■ Text shown
The Register’s forum discussion about durability claims applies equally to performance assertions: these numbers become “virtually meaningless” without methodology [5]. Storage professionals can’t make informed decisions based on “breakthrough” and “revolutionary.” They need reproducible tests.

What Transparency Looks Like

Contrast these vendor claims with transparent benchmark practices:

Backblaze publishes drive stats with complete data sets available for download [6]. They show failure rates across different drive models, deployment dates, and usage patterns. Anyone can verify their analysis or draw different conclusions from the raw data.

The Storage Performance Council (SPC) requires full disclosure for submitted benchmarks [7]. SPC-1 results must include hardware configuration, software versions, pricing, and availability dates. Third-party auditors verify the testing. Results are comparable across vendors because methodology is standardized.

Academic research demands reproducibility. Papers describing storage system performance include: complete system specifications, workload generators with parameters, measurement methodology with statistical analysis, and source code or data for independent verification.

Google’s transparency about their infrastructure, while limited, provides enough detail that storage engineers can reason about design decisions and performance characteristics [8]. When they claim performance improvements, the context and methodology are typically described.

What would transparent performance claims look like for Cloudian and Dell?

Specific TorchBench test with version number
Model architecture, batch size, image resolution
Complete hardware specifications for both test and baseline
Network topology and bandwidth measurements
Raw performance data with multiple runs
Workload generator configuration for reproduction
Either third-party verification or raw data release
Specific competing product tested (with permission or using public benchmarks)
Both systems’ complete specifications
Object sizes tested (e.g., 1MB, 100MB, 1GB)
Access patterns (sequential, random, mixed)
Number of clients and concurrency level
Network infrastructure details
Multiple test runs with statistical analysis

None of this requires revealing trade secrets. It requires treating performance claims as engineering assertions subject to verification rather than marketing statements optimized for sales impact.

The Industry Problem

The storage vendor benchmark problem isn’t limited to Cloudian and Dell. It’s systemic:

VAST Data claims “100 GB/s sustained performance” without publishing test methodology [9]. What workload? What configuration? Unverifiable.

Pure Storage markets performance improvements with percentages but limited reproducible detail.

NetApp publishes benchmark results but often through controlled POCs rather than independently reproducible tests.

The pattern creates a race to the most impressive number rather than the most verifiable claim. When Vendor A announces “50% better performance,” Vendor B needs to claim “2X better” to compete, regardless of whether either claim can be substantiated.

This hurts customers who need to make informed purchasing decisions. When every vendor claims superior performance without providing verification methodology, how do organizations evaluate alternatives? The RFP process devolves into comparing marketing claims rather than engineering reality.

Why Vendors Resist Transparency

Publishing detailed benchmark methodology creates accountability. If a vendor claims 2X performance improvement and publishes complete test details, competitors can reproduce the test. If the results don’t match, the claim gets challenged publicly. If the test configuration is unrealistic, industry experts point out the gaps.

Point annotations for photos

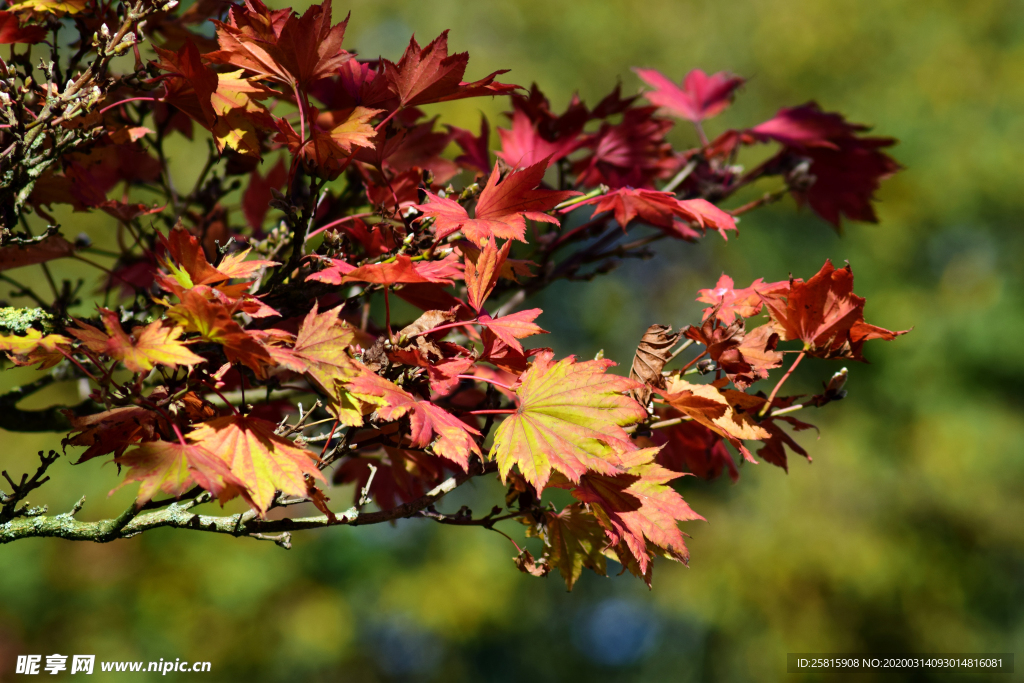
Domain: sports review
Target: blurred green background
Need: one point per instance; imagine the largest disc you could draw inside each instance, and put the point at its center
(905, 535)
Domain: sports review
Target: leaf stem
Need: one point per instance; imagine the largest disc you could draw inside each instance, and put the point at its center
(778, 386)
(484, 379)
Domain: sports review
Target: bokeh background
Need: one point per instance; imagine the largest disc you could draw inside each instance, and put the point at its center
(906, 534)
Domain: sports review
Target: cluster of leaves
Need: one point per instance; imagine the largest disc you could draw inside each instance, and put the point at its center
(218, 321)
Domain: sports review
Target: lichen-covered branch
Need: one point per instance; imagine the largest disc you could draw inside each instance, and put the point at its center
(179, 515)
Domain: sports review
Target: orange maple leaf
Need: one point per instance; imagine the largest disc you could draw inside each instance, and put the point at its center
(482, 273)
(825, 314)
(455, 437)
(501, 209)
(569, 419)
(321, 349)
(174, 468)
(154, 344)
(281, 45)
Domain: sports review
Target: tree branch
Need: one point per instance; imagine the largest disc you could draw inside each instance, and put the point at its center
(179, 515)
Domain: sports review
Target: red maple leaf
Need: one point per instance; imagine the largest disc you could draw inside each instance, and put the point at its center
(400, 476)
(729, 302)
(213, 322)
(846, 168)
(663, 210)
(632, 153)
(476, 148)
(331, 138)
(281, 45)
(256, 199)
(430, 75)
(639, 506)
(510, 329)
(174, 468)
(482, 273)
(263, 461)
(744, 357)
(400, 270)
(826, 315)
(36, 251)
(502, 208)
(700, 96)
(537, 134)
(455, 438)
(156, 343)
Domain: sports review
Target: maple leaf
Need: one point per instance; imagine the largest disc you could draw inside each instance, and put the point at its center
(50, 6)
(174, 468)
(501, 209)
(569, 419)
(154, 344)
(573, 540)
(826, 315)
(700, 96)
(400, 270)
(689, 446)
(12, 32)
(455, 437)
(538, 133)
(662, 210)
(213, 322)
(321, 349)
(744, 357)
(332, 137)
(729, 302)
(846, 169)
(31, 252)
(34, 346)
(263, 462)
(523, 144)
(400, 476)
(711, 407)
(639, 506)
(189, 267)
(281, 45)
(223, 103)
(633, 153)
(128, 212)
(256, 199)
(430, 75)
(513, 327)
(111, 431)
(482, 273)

==

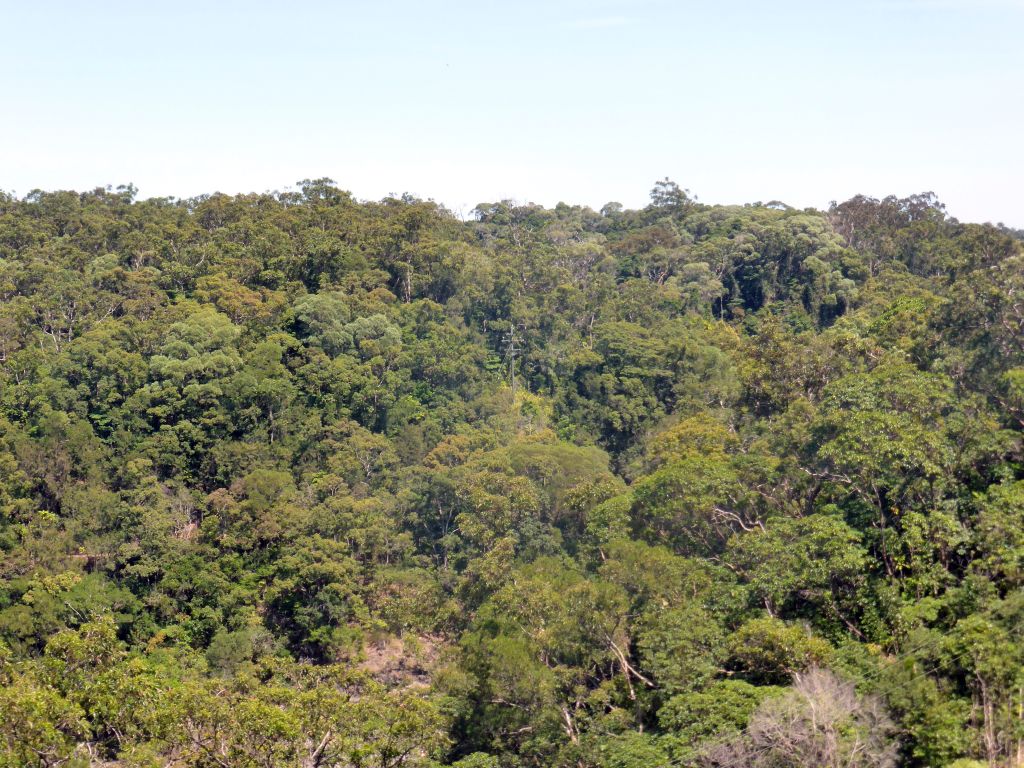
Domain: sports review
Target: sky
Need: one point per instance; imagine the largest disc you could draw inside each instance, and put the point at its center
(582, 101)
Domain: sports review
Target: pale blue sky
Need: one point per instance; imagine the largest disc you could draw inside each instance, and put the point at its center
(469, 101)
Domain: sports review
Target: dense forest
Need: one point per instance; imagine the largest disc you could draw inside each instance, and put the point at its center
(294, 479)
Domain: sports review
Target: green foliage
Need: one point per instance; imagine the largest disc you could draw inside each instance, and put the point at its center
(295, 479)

■ Do this
Copy the article on storage benchmarks starting at "Number of clients" and ending at "for sales impact.", swapping "trade secrets" for "proprietary designs". Rely on the article on storage benchmarks alone, not on the listing.

■ Solution to this task
Number of clients and concurrency level
Network infrastructure details
Multiple test runs with statistical analysis

None of this requires revealing proprietary designs. It requires treating performance claims as engineering assertions subject to verification rather than marketing statements optimized for sales impact.